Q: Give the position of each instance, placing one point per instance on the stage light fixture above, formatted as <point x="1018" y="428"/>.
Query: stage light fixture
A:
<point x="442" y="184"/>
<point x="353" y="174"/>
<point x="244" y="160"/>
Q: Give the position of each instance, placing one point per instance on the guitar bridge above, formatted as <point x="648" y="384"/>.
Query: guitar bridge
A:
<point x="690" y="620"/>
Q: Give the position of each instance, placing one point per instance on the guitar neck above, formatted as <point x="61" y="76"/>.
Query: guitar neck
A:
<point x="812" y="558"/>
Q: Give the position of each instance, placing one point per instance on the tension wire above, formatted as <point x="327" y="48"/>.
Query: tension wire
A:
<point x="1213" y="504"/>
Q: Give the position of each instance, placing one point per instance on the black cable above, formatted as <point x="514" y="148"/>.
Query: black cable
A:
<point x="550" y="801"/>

▶ [Exercise brief]
Can you reproduce every row above verbatim, without changing a single character?

▶ [Exercise answer]
Q: Give the position of each instance, placing one point per instance on the stage light fixture above, formatted as <point x="1018" y="428"/>.
Query: stage light fixture
A:
<point x="442" y="184"/>
<point x="353" y="174"/>
<point x="244" y="160"/>
Q: Give the position of each instance, placing one point per instance on the guitar bridge above, formatted as <point x="648" y="384"/>.
Query: guitar bridge
A:
<point x="690" y="620"/>
Q: Give the position of each instance, placing one point per instance on the guitar neck above, formatted as <point x="61" y="76"/>.
Query: guitar neck
A:
<point x="812" y="558"/>
Q: Give the position of each instance, placing one point per instance on the tension wire above, formatted as <point x="327" y="48"/>.
Query: tension wire
A:
<point x="1213" y="504"/>
Q: Give the position of each instance, placing one point per instance on the black cable above, formatted as <point x="514" y="148"/>.
Query: black cable
A:
<point x="550" y="801"/>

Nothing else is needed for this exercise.